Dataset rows
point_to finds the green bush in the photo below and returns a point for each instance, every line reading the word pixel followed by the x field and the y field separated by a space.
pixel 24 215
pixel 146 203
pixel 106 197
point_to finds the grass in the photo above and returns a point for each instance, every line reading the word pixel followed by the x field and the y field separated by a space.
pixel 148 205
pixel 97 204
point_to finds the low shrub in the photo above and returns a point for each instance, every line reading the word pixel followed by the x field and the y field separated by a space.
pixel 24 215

BRIEF: Express the records above as a Markdown table with columns n and Line, one row per line numbered in order, leaving out blank lines.

TASK OUTPUT:
| n | Line |
|---|---|
| 1 | point_to finds the green bush in the photo below and returns a point for each instance, every line reading the word pixel followed by the x field and the y field separated by a space. |
| 2 | pixel 24 215 |
| 3 | pixel 146 203 |
| 4 | pixel 106 197 |
| 5 | point_to finds the grass in the photo above and returns a point for each instance, every line reading the word pixel followed by the x field and the y field separated by a space. |
| 6 | pixel 148 205 |
| 7 | pixel 97 204 |
| 8 | point_to finds the low shrub in the photo above and returns a point for each instance, every line reading the word pixel followed by the x field and the y field separated by a space. |
| 9 | pixel 24 215 |